### STATED TASK
Pick out every line in the entries below that contains the word "black", and copy each one.

### DATA FOR THIS TASK
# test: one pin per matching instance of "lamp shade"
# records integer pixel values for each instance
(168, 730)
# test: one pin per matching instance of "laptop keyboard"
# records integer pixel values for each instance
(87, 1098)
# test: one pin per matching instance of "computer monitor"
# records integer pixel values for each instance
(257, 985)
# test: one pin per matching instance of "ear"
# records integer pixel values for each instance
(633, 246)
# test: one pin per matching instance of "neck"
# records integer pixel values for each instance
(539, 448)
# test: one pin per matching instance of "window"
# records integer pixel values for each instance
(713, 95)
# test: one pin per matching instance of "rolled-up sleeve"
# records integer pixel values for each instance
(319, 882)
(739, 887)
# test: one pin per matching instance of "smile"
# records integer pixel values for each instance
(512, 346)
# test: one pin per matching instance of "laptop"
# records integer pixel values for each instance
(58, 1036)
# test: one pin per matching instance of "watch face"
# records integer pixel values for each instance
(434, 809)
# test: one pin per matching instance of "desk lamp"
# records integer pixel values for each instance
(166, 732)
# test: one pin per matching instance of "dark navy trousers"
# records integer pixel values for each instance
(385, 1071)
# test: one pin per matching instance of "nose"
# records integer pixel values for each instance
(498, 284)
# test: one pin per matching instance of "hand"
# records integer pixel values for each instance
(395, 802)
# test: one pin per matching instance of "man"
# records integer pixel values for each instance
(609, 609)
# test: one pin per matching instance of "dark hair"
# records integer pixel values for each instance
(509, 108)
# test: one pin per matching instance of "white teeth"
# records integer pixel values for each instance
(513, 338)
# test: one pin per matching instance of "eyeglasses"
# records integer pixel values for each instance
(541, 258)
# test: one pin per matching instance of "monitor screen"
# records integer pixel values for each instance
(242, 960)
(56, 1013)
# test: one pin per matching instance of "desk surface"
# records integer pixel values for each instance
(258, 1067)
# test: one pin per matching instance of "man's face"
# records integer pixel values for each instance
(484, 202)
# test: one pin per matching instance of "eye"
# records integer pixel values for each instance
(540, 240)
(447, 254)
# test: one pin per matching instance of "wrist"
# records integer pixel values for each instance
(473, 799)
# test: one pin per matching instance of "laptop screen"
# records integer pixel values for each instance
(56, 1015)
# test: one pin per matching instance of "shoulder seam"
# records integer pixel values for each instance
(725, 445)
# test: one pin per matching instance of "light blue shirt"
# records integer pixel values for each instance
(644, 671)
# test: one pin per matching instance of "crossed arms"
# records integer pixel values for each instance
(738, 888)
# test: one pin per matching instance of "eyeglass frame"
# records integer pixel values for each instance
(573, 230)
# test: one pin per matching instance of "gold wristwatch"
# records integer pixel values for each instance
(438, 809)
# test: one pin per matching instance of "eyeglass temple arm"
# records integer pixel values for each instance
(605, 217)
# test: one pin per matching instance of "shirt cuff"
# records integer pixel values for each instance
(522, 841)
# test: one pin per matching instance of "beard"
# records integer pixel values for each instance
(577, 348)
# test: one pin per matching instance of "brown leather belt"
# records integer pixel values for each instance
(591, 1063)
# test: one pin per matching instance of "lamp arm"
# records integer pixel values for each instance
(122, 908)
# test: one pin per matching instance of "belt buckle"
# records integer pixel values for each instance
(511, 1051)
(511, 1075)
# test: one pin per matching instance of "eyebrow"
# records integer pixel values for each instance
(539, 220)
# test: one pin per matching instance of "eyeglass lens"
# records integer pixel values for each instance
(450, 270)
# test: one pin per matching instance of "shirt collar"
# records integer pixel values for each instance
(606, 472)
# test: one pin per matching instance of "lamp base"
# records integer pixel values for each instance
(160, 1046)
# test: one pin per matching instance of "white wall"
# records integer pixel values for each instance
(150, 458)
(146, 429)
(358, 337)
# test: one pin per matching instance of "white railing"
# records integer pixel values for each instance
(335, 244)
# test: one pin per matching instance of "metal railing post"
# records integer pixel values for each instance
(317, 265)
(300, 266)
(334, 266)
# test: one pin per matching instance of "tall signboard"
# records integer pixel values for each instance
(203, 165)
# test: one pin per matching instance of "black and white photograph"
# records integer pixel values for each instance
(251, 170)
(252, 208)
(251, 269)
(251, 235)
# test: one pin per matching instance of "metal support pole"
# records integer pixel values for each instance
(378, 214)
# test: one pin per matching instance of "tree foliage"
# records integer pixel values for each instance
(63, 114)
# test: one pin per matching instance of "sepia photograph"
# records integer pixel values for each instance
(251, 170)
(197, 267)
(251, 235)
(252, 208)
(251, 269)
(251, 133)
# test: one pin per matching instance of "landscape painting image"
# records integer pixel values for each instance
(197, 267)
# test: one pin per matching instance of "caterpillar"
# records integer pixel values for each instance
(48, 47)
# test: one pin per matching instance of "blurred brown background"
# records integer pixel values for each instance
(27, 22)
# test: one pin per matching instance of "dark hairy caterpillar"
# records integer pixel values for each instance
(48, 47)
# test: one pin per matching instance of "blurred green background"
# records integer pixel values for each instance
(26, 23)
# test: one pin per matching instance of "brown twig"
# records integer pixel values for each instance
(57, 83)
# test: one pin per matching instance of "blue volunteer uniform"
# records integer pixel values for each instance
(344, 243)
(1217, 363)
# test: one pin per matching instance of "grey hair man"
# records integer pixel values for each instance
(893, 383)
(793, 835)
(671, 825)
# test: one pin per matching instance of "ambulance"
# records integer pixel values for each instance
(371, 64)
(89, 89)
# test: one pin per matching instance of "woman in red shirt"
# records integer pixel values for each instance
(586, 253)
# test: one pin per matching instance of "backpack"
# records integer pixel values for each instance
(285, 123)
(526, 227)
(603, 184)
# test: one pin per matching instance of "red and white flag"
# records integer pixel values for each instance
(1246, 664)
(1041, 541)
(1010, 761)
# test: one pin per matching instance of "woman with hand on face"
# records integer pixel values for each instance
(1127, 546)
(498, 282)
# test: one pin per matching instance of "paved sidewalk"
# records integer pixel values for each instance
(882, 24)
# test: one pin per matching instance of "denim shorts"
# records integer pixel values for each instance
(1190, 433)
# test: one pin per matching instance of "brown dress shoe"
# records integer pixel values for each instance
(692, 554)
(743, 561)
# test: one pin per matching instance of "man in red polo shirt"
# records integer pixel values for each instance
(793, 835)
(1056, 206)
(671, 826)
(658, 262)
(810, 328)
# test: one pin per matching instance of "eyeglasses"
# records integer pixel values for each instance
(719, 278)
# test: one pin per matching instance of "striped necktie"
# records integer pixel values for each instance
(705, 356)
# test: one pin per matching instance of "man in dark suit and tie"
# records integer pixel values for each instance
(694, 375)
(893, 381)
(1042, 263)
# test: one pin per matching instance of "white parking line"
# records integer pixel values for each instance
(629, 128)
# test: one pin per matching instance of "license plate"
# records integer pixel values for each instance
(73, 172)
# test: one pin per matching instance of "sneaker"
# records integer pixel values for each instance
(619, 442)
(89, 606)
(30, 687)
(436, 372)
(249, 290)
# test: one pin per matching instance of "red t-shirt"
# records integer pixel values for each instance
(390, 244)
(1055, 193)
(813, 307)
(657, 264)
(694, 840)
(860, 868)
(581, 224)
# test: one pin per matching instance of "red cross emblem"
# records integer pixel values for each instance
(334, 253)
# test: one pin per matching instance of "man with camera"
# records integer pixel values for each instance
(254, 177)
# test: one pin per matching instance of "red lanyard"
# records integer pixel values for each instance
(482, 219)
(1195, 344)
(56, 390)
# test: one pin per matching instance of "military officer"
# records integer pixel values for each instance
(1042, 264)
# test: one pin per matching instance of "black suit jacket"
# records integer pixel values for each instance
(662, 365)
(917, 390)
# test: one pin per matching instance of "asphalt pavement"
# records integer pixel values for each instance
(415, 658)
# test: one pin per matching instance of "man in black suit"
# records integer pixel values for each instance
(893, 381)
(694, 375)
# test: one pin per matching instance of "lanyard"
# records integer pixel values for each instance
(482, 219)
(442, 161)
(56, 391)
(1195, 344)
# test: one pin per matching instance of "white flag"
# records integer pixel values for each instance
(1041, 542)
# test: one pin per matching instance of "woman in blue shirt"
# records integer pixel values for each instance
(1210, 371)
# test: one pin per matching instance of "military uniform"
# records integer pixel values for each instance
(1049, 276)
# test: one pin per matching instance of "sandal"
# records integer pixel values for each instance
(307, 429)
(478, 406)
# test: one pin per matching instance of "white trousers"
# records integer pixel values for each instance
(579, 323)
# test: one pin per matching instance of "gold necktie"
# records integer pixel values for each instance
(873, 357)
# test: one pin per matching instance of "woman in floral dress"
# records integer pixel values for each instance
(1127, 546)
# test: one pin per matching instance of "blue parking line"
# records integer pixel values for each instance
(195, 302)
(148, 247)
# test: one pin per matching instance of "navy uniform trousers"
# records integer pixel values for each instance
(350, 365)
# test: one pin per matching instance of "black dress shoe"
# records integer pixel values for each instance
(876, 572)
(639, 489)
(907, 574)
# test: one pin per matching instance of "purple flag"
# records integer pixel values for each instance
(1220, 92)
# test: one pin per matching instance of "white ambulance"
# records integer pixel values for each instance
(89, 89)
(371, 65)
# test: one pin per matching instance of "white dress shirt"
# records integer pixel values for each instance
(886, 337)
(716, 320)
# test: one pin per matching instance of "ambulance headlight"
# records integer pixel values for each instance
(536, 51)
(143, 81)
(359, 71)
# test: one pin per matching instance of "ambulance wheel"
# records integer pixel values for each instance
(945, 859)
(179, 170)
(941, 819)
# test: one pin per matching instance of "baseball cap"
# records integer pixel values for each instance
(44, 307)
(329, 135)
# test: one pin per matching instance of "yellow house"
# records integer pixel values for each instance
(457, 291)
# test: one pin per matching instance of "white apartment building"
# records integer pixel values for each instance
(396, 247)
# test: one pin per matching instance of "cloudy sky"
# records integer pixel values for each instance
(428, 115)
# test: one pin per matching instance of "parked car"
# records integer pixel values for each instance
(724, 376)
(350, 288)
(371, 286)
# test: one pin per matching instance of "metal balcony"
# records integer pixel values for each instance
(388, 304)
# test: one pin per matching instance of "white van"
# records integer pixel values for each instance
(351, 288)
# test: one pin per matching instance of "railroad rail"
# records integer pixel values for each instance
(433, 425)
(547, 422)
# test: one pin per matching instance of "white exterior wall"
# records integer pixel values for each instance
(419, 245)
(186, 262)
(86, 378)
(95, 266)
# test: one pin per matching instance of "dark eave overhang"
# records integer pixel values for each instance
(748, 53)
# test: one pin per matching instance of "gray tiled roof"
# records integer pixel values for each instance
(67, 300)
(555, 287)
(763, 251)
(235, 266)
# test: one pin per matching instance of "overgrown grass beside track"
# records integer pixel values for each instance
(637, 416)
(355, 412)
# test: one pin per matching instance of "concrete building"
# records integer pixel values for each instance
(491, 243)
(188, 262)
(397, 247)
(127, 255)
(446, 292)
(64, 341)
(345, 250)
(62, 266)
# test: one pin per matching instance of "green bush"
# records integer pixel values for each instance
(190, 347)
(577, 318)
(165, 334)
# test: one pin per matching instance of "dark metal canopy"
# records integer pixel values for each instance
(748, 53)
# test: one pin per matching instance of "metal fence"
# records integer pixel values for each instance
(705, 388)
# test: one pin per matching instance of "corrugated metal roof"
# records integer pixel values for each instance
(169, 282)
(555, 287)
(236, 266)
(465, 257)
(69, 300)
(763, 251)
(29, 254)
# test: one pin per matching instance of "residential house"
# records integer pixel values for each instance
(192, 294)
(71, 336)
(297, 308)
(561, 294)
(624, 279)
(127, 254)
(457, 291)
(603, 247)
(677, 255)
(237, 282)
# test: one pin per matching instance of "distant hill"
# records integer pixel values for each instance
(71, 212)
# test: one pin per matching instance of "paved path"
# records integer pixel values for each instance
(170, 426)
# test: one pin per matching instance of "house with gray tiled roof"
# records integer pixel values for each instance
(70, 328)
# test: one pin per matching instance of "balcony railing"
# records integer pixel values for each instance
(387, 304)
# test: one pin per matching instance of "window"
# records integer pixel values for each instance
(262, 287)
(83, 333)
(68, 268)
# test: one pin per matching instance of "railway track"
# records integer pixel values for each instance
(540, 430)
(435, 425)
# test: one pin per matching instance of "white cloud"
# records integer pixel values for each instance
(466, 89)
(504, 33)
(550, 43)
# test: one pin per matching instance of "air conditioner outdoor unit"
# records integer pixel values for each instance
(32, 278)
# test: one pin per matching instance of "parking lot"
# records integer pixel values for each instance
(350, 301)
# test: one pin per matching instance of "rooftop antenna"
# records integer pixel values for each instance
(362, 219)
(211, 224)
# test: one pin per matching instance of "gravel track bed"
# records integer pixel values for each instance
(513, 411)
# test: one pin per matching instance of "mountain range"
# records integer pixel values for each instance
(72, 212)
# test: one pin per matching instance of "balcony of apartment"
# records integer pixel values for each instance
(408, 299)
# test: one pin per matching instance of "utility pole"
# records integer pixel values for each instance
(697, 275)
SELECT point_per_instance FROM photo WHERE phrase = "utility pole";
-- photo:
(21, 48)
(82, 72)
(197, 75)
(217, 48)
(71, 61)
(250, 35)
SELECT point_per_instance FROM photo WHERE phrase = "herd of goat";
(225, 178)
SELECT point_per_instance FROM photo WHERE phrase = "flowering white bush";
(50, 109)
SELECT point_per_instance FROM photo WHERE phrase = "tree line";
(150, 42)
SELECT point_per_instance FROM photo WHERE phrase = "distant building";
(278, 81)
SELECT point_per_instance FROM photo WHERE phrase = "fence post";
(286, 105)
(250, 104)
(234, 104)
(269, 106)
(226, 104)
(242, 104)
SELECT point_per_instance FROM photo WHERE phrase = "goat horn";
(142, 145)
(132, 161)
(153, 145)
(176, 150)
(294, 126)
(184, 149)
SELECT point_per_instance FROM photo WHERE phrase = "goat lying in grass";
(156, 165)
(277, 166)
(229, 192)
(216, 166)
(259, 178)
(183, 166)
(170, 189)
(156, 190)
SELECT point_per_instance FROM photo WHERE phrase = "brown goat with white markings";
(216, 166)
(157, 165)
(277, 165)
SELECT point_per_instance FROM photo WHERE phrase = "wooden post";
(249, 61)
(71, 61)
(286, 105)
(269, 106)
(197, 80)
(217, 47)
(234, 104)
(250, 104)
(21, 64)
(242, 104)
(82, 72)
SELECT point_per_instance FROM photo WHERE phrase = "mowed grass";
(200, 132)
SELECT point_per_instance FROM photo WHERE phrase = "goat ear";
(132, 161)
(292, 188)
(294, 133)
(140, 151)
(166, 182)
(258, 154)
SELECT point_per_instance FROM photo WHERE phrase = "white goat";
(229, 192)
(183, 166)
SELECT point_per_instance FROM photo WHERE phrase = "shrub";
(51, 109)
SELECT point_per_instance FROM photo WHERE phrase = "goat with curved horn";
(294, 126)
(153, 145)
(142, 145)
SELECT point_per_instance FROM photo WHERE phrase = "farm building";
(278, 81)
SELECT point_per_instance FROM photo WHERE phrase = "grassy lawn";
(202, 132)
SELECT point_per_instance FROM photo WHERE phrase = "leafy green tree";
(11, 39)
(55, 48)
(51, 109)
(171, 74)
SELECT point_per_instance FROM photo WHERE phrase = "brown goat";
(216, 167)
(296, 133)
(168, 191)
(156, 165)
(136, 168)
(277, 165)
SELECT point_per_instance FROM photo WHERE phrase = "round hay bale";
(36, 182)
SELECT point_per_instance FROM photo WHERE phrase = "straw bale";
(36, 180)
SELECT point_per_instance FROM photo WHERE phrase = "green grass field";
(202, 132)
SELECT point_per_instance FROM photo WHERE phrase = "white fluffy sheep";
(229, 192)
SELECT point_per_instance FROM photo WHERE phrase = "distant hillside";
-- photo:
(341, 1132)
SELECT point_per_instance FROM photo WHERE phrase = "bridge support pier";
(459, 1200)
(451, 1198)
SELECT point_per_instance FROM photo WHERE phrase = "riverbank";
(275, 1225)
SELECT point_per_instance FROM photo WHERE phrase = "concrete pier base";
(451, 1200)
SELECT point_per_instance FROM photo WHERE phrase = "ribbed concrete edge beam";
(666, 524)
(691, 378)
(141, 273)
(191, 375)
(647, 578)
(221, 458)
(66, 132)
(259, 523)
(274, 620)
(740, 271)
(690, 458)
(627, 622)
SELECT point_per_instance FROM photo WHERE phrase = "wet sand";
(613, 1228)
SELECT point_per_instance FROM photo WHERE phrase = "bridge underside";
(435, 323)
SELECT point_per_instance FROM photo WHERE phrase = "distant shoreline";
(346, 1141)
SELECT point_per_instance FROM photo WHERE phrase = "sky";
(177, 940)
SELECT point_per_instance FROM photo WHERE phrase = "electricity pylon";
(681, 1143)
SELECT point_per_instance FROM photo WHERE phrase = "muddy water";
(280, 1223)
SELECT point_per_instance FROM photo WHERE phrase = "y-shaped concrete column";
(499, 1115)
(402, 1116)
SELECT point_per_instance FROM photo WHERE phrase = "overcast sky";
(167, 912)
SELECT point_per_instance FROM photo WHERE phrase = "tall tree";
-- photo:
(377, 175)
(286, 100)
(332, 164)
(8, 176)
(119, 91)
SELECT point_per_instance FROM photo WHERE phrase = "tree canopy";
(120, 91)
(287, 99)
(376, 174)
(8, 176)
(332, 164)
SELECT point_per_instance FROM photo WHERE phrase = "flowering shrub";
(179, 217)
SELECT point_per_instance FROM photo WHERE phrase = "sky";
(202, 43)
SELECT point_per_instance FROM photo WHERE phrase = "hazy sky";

### RESULT OF THE EXERCISE
# test: one pin per matching instance of "black and white photograph"
# test: one pin per matching instance of "black suit jacket"
# test: one pin per matching instance of "man in black suit"
# test: one pin per matching instance of "black dress shoe"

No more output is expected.